Exercise prompt:
How many lines in the records below contain the string "lettering"? Reply with the number alone.

Record set:
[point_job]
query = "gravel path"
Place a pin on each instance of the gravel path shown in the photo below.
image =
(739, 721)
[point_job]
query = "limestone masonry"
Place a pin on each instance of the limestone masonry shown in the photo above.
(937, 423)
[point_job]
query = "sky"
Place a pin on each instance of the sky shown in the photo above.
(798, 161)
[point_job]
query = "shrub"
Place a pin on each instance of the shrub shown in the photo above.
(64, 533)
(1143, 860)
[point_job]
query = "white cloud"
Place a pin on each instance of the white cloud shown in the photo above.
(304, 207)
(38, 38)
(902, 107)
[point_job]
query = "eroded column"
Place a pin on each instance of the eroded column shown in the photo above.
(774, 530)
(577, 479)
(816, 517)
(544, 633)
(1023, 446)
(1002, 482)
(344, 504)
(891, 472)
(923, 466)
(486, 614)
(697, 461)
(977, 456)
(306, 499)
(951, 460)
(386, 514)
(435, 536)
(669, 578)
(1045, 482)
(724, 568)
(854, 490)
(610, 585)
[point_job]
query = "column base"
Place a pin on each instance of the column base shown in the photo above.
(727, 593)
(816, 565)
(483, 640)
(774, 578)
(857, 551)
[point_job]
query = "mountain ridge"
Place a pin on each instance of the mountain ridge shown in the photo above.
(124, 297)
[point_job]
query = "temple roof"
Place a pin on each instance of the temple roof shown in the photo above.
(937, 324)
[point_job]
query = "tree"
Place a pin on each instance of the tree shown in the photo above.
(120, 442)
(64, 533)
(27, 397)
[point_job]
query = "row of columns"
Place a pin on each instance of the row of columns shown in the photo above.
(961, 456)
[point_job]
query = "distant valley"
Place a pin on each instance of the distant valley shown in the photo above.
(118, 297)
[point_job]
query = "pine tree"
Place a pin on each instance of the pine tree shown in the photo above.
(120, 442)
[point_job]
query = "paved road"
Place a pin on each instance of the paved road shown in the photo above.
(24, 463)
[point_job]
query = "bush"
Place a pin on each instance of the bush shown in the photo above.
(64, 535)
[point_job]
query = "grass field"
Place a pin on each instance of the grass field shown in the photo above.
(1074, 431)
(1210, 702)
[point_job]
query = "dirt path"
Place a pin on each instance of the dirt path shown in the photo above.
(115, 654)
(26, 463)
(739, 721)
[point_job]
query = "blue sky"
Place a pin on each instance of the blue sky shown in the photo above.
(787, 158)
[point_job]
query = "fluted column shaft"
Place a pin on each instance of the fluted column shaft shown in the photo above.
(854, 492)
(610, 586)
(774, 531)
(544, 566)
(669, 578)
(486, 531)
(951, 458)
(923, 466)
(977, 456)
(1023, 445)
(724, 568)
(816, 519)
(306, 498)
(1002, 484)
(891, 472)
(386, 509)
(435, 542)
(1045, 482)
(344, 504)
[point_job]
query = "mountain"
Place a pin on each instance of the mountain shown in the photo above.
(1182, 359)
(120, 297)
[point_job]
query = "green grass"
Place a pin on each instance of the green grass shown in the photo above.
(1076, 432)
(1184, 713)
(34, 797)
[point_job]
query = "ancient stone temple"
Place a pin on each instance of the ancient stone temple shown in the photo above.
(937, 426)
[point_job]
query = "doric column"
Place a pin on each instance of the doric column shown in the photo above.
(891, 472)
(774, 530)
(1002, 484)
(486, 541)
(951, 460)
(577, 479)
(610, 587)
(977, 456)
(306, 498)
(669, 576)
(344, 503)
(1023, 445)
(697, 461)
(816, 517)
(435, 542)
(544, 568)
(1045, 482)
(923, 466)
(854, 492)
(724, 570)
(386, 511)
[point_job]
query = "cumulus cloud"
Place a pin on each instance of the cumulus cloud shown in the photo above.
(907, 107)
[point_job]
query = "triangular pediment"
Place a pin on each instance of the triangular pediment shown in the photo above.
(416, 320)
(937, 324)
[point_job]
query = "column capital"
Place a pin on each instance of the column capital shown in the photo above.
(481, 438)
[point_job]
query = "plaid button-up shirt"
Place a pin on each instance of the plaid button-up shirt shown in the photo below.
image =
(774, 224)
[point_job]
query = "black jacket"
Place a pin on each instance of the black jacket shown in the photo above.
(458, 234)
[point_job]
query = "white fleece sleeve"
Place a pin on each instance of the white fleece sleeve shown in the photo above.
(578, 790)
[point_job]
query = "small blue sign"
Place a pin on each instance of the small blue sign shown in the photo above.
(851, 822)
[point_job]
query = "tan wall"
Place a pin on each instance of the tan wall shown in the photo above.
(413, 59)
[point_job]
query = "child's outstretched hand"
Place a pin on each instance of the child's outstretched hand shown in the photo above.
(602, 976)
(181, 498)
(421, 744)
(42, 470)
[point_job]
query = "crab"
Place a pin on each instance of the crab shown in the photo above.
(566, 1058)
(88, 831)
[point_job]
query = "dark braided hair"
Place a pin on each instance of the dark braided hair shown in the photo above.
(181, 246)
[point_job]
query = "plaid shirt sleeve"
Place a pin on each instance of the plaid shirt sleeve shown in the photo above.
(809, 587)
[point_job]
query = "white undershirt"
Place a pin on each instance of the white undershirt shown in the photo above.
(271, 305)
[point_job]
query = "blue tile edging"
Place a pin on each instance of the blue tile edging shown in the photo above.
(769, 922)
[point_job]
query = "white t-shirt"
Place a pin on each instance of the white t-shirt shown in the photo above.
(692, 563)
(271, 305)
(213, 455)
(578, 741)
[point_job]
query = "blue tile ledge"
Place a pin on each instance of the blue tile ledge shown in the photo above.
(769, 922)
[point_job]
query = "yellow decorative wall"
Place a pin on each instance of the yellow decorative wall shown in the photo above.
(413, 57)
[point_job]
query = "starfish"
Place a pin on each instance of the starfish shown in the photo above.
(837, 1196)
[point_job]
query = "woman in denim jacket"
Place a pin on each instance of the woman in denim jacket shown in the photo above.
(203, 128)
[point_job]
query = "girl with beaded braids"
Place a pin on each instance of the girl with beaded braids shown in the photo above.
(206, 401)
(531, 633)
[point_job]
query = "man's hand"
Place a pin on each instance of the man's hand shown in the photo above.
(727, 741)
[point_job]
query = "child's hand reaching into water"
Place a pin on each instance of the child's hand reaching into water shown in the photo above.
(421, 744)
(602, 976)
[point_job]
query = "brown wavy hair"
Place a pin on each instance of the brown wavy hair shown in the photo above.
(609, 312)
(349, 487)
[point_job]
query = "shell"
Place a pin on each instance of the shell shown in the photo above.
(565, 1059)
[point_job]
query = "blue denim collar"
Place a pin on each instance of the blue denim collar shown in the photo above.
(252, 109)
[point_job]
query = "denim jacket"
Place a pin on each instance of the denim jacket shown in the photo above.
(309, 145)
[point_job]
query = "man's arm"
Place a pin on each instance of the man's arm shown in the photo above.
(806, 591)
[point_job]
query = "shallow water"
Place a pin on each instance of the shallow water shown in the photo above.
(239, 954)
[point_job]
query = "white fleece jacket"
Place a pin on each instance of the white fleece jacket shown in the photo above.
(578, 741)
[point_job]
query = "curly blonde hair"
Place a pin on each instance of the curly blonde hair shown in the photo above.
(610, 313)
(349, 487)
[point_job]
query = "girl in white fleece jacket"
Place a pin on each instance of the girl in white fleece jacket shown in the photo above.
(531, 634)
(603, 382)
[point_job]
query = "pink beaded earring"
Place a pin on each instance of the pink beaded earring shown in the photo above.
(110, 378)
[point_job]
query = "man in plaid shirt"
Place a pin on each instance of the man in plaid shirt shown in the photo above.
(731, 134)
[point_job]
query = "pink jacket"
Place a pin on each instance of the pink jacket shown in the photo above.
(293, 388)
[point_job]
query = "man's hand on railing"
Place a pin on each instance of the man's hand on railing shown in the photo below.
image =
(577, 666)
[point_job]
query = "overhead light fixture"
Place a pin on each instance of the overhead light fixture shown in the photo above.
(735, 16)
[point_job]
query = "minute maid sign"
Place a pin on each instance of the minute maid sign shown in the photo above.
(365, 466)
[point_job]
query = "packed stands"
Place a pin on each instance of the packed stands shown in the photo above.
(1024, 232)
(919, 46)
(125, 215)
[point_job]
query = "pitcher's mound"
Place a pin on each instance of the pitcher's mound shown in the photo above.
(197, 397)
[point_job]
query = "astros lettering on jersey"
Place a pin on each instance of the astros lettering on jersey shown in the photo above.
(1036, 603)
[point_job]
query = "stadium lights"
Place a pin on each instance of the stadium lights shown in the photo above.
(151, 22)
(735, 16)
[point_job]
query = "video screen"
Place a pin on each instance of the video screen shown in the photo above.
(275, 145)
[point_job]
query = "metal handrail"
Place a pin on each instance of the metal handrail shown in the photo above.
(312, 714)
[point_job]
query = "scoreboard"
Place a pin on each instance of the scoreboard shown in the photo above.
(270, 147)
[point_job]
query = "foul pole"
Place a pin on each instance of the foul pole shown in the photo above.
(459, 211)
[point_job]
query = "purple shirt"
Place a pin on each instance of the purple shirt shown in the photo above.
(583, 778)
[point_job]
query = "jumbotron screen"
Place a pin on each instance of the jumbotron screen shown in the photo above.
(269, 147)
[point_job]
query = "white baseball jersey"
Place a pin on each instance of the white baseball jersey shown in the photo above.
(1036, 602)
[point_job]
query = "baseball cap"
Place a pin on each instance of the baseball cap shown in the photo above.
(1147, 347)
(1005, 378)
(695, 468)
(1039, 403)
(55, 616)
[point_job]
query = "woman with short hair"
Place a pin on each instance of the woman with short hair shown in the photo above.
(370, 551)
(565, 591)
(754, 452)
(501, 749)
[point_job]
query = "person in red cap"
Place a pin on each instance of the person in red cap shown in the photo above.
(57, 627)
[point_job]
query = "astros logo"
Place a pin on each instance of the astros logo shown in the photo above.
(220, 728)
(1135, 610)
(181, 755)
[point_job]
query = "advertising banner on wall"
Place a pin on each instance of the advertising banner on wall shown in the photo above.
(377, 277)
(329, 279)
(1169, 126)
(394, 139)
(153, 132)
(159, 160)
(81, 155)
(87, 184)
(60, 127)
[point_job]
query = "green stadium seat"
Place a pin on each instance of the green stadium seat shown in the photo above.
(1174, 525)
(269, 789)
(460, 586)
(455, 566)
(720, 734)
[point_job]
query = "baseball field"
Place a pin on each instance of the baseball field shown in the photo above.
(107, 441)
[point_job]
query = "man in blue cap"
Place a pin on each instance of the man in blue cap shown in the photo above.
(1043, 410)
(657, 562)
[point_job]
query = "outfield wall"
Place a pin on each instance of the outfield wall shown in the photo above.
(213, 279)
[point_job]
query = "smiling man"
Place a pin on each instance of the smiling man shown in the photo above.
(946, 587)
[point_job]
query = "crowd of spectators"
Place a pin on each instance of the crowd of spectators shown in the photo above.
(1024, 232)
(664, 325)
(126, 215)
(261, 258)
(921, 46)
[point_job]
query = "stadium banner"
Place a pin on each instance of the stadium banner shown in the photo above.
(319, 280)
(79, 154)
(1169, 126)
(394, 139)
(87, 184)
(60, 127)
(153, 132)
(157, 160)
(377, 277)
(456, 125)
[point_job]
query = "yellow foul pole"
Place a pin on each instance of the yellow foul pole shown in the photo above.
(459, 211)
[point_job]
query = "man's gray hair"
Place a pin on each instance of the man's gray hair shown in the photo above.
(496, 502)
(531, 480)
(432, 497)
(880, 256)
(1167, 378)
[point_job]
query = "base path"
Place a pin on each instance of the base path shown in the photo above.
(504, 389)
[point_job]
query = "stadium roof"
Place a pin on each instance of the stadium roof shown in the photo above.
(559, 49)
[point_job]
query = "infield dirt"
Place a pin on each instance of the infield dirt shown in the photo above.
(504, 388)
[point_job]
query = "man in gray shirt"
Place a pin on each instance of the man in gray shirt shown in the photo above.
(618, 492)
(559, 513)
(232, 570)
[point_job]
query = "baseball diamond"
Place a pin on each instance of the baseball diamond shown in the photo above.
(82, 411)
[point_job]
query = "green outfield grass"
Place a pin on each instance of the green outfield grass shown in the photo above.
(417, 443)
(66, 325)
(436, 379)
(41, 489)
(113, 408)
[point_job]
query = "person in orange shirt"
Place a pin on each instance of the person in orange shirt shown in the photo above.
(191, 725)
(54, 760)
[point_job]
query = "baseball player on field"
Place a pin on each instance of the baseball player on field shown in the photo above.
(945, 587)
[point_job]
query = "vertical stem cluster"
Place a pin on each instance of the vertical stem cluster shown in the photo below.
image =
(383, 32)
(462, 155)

Exercise output:
2